[TASK OBJECTIVE] Write out each entry below exactly; the images do not belong in your copy.

[RECORDED DATA]
※ ※ ※

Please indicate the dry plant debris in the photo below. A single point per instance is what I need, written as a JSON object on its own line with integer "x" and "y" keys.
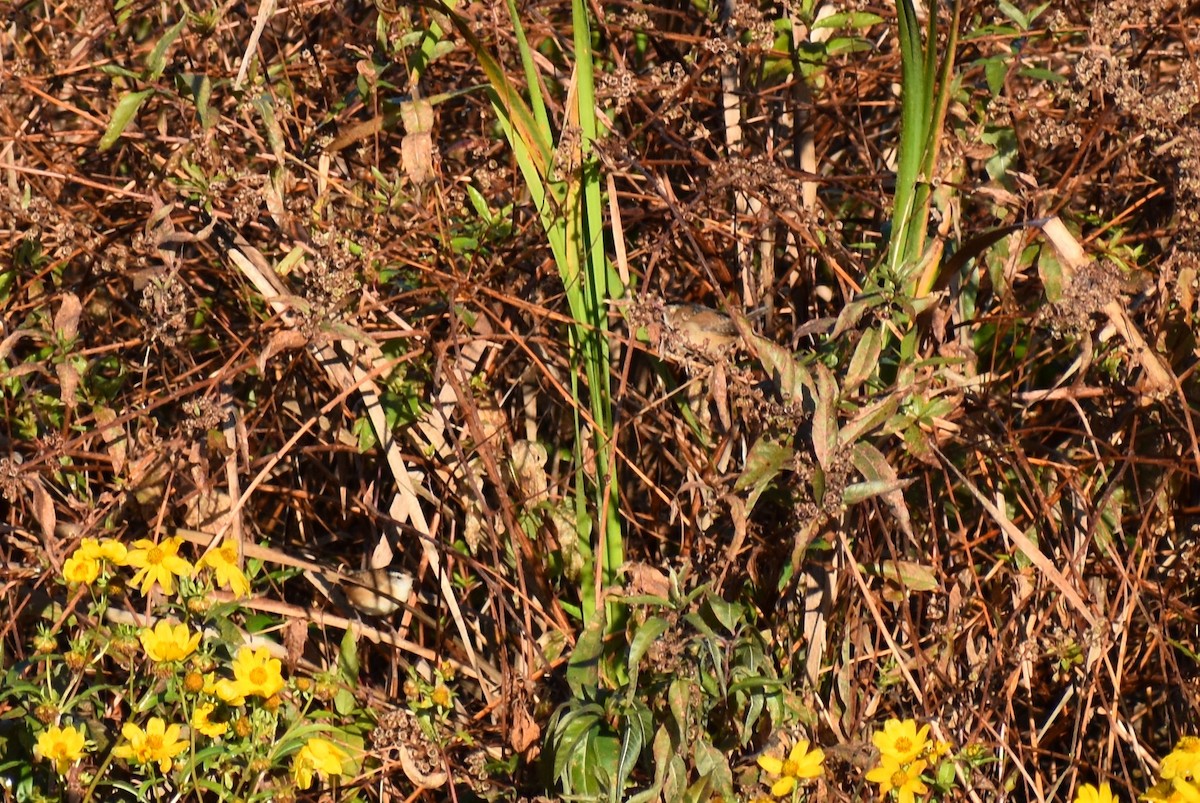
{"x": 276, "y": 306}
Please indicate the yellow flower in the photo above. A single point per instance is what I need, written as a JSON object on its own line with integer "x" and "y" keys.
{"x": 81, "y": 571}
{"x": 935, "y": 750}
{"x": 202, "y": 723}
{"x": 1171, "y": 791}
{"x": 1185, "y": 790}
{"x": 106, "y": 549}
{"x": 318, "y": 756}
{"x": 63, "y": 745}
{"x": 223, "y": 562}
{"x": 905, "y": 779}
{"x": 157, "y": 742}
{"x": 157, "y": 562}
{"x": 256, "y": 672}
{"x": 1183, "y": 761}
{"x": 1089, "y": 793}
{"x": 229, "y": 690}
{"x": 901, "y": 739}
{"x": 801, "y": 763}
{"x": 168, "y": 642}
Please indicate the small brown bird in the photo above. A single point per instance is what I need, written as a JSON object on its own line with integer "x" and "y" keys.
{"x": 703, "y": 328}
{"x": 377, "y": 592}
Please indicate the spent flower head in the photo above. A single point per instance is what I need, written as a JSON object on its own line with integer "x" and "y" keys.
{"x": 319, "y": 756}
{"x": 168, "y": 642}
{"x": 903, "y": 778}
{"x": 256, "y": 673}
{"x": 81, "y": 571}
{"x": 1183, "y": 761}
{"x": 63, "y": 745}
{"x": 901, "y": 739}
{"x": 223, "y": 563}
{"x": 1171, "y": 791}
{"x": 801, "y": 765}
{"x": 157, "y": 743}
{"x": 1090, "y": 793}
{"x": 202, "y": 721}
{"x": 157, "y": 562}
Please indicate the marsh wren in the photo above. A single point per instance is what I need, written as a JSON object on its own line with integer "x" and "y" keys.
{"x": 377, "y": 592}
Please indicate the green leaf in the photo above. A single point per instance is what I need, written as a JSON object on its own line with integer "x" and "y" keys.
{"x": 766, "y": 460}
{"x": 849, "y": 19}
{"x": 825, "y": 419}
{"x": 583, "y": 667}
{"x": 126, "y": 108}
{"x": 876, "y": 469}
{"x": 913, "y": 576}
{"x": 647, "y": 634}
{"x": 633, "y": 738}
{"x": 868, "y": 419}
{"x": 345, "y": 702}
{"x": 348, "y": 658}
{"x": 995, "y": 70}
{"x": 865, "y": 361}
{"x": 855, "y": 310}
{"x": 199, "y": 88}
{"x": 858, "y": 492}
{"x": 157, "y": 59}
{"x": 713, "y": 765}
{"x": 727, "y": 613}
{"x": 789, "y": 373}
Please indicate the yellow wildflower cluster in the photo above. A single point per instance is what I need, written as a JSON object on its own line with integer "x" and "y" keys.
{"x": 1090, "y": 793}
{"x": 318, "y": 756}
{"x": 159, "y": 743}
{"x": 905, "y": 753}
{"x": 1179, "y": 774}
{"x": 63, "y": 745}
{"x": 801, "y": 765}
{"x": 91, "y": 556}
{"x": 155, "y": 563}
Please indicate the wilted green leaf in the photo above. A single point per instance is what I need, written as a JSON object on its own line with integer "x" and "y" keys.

※ ※ ※

[TASK SOLUTION]
Please indicate the dry plant debris in the photo below. A single point per instance is what I need, written as a JSON object on its own line with integer "x" and "y" keys.
{"x": 276, "y": 306}
Please indicate the yellow flower in the photo above. A single point per instance is what I need, written as a JSON object on its own line with integer "x" and "y" keys.
{"x": 81, "y": 571}
{"x": 935, "y": 750}
{"x": 202, "y": 723}
{"x": 1171, "y": 791}
{"x": 1185, "y": 790}
{"x": 106, "y": 549}
{"x": 318, "y": 756}
{"x": 63, "y": 745}
{"x": 223, "y": 562}
{"x": 905, "y": 779}
{"x": 157, "y": 742}
{"x": 157, "y": 562}
{"x": 256, "y": 672}
{"x": 1183, "y": 761}
{"x": 1089, "y": 793}
{"x": 229, "y": 690}
{"x": 901, "y": 739}
{"x": 801, "y": 763}
{"x": 168, "y": 642}
Please indicate the small brown bird in the photo above. A single point per instance is what I need, written as a JSON object on its own line with integer "x" and "y" keys.
{"x": 703, "y": 328}
{"x": 377, "y": 592}
Please indicate the spent flower head in the photo above. A single point per instance is what I need, written as a JSON object on its own line with integer "x" and "y" keys.
{"x": 319, "y": 756}
{"x": 168, "y": 642}
{"x": 903, "y": 778}
{"x": 256, "y": 673}
{"x": 81, "y": 571}
{"x": 1183, "y": 761}
{"x": 63, "y": 745}
{"x": 901, "y": 739}
{"x": 223, "y": 563}
{"x": 1171, "y": 791}
{"x": 801, "y": 765}
{"x": 157, "y": 743}
{"x": 1090, "y": 793}
{"x": 202, "y": 721}
{"x": 157, "y": 562}
Please indicate the marsh wren in the photo above. A single point per instance is what I need, written as a JSON object on its own line with integer "x" and "y" keys.
{"x": 377, "y": 592}
Please indicate the green leaf in the photo above. A single point per instance is what I need, written as a JSON object on its own line with integer "x" and "y" keys.
{"x": 766, "y": 460}
{"x": 849, "y": 19}
{"x": 825, "y": 419}
{"x": 583, "y": 667}
{"x": 126, "y": 108}
{"x": 876, "y": 469}
{"x": 913, "y": 576}
{"x": 647, "y": 634}
{"x": 633, "y": 738}
{"x": 868, "y": 419}
{"x": 345, "y": 702}
{"x": 348, "y": 658}
{"x": 995, "y": 70}
{"x": 865, "y": 361}
{"x": 855, "y": 310}
{"x": 199, "y": 88}
{"x": 858, "y": 492}
{"x": 157, "y": 59}
{"x": 713, "y": 765}
{"x": 727, "y": 613}
{"x": 789, "y": 373}
Please indicate the yellow wildflower cluster in the photo above. A single point per instance is what I need, written as a JSON object on its own line with integer "x" and "y" keys.
{"x": 1090, "y": 793}
{"x": 318, "y": 756}
{"x": 159, "y": 743}
{"x": 905, "y": 753}
{"x": 1179, "y": 774}
{"x": 63, "y": 745}
{"x": 801, "y": 765}
{"x": 91, "y": 556}
{"x": 155, "y": 563}
Please indicate the wilted green leaf in the photo above. A single point per instance is what I need, written as a JSON object on its own line with integer "x" and "y" keys.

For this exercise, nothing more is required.